* **Document source**

* * * * * * * * *

Je me rappelle à ce propos une ou deux soirées que je passai, chemin faisant, dans la société quelque peu naïve d’un jeune théologien de Giessen. Fils d’un forestier de l’Odenwald, simple privat-dotent de la petite université, à peine élevé au premier degré de la hiérarchie académique, il s’était hâté de prendre femme et vivait très pacifiquement au fond de ses études et de son ménage. On connaît cette jolie comédie de Raupach dont le titre est, si je ne me trompe : Il y a cent ans (Vor hundert Jahren) ; je ne sache pas d’esquisse plus agréable des anciennes mœurs scolastiques. Il est surtout une scène que j’aime : c’est le dîner du vieux recteur entouré de sa famille, la nièce et la servante d’un côté, le famulus et l’élève favori de l’autre, un vertueux aspirant au saint ministère. Le recteur parle latin, la servante raconte les nouvelles du voisinage ; le famulus, un peu gris, chante le gaudeamus des étudians ; le savant candidat en théologie se brouille et se raccommode le plus tendrement et le plus maladroitement du monde avec la nièce de son maître, sa fiancée à la mode allemande. Le tout compose un charmant sujet d’intérieur : de la gaieté, du calme, une vie sereine, et sans trop de frais suffisamment occupée, le vrai modèle des douces vertus et des commodes loisirs du vieux temps. Il y avait de ce bonheur-là, il y avait beaucoup de ces modestes mérites chez mon jeune théologien de Giessen. Il était entièrement appliqué à la science qu’il enseignait, ne voyait rien au-delà, et, dans les intervalles de ses nombreuses levons, travaillait de tout son cœur à commenter le prophète Amos : difficile entreprise patiemment abordée par amour pour la gloire. Ce n’était point là l’esprit de Tubingue si vivement tendu vers les idées les plus actives d’à présent ; ce n’était point cet éveil généreux des vieillards de Heidelberg. Il semblait que le siècle, dans sa marche, eût dépassé sans y rien changer ce petit coin de la grande terre allemande.

* * * * * * * * *

* **Enregistrements fournis**
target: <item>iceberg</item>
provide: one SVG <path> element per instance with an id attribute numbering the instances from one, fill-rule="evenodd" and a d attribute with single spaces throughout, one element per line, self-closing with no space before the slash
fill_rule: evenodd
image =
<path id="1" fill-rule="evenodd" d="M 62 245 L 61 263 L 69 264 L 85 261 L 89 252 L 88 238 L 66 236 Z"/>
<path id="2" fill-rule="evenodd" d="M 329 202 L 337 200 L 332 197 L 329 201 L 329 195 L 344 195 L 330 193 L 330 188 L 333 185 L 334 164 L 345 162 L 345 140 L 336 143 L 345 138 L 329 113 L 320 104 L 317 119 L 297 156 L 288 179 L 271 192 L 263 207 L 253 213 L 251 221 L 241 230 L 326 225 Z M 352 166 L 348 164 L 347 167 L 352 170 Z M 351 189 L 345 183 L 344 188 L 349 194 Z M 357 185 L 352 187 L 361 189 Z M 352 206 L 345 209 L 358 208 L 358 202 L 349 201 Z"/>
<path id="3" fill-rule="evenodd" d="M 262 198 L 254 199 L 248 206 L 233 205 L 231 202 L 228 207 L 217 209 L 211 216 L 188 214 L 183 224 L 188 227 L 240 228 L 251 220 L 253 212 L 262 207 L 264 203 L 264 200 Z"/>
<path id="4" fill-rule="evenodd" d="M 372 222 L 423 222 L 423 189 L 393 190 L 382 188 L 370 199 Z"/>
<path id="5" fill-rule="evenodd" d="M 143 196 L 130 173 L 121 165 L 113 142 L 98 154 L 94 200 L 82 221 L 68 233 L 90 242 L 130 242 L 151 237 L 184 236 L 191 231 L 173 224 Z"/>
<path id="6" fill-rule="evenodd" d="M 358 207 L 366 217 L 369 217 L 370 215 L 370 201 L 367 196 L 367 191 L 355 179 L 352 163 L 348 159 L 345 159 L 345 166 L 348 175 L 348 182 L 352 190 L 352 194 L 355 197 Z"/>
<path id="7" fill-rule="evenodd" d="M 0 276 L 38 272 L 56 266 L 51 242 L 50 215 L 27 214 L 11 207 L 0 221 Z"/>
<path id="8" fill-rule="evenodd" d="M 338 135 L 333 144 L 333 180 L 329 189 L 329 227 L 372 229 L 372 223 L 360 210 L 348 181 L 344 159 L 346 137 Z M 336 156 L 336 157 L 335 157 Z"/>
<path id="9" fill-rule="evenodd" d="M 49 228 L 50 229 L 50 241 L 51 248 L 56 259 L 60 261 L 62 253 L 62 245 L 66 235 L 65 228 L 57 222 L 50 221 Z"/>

* * * * * * * * *

* **Consigne 1**
Répondez à ces questions d'après le document source :
(a) De quelle région le père du jeune théologien était-il forestier ?
(b) Dans la scène du dîner de la comédie de Raupach, quelle langue le recteur parle-t-il ?
(c) Quel prophète le théologien de Giessen s'employait-il à commenter ?
* **Consigne 2**
Comment traduire en anglais cette phrase du document source : « Il semblait que le siècle, dans sa marche, eût dépassé sans y rien changer ce petit coin de la grande terre allemande. » ?

* **Réponse finale 1**
(a) L'Odenwald.
(b) Le latin.
(c) Le prophète Amos.

* **Réponse finale 2**
It seemed that the century, in its march, had passed by this little corner of the great German land without changing anything in it.